To run this notebook, click on the molab shield above or run the following command at the terminal:
uvx marimo edit --sandbox --mcp --no-token --watch https://github.com/nll-ai/kirin/blob/main/docs/tutorials/first-dataset.py
import marimo as mo
Your First Dataset
This tutorial will guide you through creating and working with your first Kirin dataset. By the end, you'll understand the core concepts of datasets, commits, and how to work with versioned files.
What You'll Learn
- How to create a dataset
- How to add files to a dataset
- How to view commit history
- How to access files from different commits
- How to update your dataset with new files
Prerequisites
- Python 3.13 or higher
- Kirin installed (see Installation Guide)
Step 1: Understanding Datasets
A dataset in Kirin is a collection of versioned files. Think of it like a Git repository, but specifically designed for data files. Each dataset has:
- A name that identifies it
- A linear commit history that tracks changes over time
- Files that are stored using content-addressed storage
import tempfile
from pathlib import Path
from kirin import Catalog
# Create a temporary directory for our tutorial
# In production, you might use: Catalog(root_dir="s3://my-bucket/data")
temp_dir = Path(tempfile.mkdtemp(prefix="kirin_tutorial_"))
catalog = Catalog(root_dir=temp_dir)
# Create a new dataset
my_dataset = catalog.create_dataset(
"my_first_dataset", description="My first Kirin dataset for learning"
)
my_dataset
Tip: When you display a dataset in a notebook cell (like my_dataset
above), Kirin shows an interactive HTML view with a "Copy Code to Access"

**Written problem A**
Rewrite the paragraph of the Kirin tutorial that begins "This tutorial will guide you" in a shorter form that keeps its main facts.
**Written problem B**
In the records, retype everything from the line containing "Could you kindly segment every instance of the dry" through the last line of the records, inclusive, with no changes.

**Dataset records**
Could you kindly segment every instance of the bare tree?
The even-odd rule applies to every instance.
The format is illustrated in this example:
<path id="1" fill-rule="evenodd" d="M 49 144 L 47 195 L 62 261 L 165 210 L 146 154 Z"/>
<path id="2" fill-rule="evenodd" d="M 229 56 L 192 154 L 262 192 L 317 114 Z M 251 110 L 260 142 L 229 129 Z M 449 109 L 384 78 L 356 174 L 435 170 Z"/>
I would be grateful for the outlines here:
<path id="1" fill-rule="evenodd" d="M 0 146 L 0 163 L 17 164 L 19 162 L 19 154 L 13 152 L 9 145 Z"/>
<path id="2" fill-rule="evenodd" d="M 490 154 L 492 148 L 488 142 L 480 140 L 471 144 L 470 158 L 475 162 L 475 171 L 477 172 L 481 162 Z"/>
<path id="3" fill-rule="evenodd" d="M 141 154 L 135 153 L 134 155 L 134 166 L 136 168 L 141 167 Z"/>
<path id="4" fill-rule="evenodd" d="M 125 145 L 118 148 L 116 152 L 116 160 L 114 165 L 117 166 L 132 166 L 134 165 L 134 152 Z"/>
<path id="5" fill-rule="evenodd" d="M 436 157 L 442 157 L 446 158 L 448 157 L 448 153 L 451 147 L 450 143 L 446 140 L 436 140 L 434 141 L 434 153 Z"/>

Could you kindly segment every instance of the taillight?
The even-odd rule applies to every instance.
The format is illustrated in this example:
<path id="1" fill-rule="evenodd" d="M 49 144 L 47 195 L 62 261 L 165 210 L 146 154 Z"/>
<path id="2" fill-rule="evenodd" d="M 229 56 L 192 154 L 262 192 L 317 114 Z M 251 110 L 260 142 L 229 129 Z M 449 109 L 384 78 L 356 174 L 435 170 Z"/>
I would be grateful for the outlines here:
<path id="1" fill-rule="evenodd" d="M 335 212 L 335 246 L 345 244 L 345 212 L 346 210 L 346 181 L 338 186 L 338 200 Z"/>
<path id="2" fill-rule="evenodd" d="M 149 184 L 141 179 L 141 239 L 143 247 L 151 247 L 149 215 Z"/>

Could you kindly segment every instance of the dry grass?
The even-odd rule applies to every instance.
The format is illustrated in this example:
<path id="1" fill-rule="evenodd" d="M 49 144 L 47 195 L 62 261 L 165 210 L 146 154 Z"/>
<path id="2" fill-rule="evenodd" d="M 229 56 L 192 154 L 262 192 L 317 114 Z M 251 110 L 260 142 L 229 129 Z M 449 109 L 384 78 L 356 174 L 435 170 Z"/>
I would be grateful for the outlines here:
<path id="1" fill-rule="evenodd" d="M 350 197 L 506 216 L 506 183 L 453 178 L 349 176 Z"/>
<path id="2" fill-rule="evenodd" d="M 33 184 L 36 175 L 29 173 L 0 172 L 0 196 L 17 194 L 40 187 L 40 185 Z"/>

**Complete response A**
The tutorial shows how to create and use a first Kirin dataset and explains the core concepts of datasets, commits, and versioned files.

**Complete response B**
Could you kindly segment every instance of the dry grass?
The even-odd rule applies to every instance.
The format is illustrated in this example:
<path id="1" fill-rule="evenodd" d="M 49 144 L 47 195 L 62 261 L 165 210 L 146 154 Z"/>
<path id="2" fill-rule="evenodd" d="M 229 56 L 192 154 L 262 192 L 317 114 Z M 251 110 L 260 142 L 229 129 Z M 449 109 L 384 78 L 356 174 L 435 170 Z"/>
I would be grateful for the outlines here:
<path id="1" fill-rule="evenodd" d="M 350 197 L 506 216 L 506 183 L 453 178 L 349 176 Z"/>
<path id="2" fill-rule="evenodd" d="M 33 184 L 36 175 L 29 173 L 0 172 L 0 196 L 17 194 L 40 187 L 40 185 Z"/>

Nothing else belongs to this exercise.